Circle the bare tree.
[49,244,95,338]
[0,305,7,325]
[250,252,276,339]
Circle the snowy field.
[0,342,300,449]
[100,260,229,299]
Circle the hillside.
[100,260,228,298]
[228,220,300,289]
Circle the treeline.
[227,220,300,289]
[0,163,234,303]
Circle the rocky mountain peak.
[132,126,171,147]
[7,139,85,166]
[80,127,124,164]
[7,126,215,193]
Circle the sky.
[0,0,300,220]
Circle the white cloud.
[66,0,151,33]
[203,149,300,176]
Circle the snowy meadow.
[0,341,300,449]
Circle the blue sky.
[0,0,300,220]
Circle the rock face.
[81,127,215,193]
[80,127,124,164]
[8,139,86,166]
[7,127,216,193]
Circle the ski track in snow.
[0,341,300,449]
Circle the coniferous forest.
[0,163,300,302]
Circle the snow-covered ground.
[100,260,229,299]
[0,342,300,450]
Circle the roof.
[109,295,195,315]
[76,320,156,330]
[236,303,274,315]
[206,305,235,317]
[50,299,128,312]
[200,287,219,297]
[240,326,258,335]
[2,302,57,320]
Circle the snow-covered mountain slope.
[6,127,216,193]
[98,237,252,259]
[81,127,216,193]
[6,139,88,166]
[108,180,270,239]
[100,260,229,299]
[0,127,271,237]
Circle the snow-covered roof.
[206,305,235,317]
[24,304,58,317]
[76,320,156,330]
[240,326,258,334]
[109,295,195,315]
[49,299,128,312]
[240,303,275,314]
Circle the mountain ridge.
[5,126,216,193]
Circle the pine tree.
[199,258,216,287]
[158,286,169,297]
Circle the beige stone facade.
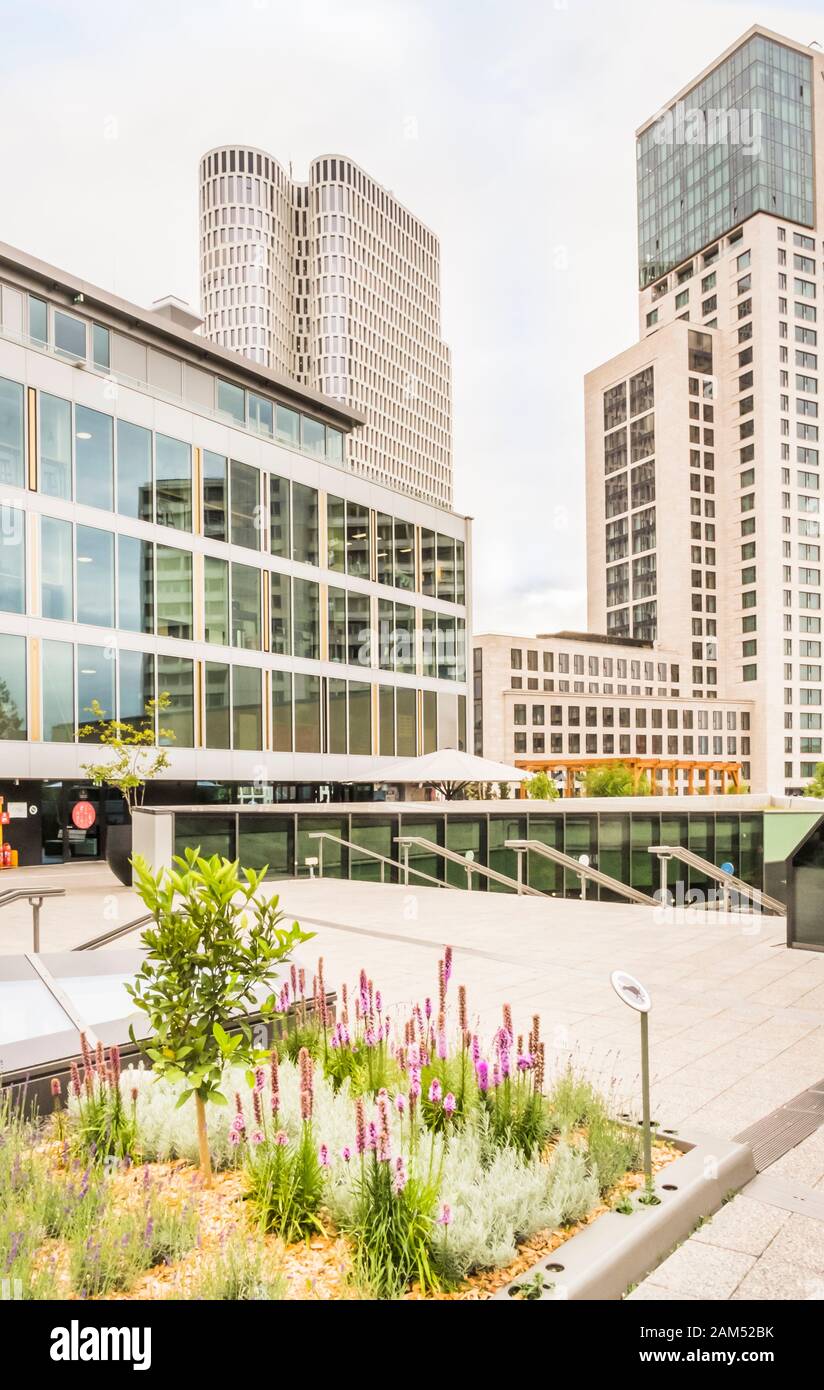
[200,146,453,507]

####################

### [Requirements]
Please set out the records as a numbered list, from the line with "Circle the snow-covered roof." up to and including the line with "[158,286,169,297]", leaving out any blank lines.

### [Answer below]
1. Circle the snow-covered roof.
2. [206,305,235,317]
3. [24,304,58,317]
4. [76,320,156,330]
5. [240,326,258,334]
6. [109,295,195,315]
7. [49,299,128,312]
8. [240,303,275,314]
9. Circle the mountain ridge.
10. [5,126,216,193]
11. Circle the pine tree.
12. [199,258,216,287]
13. [158,286,169,297]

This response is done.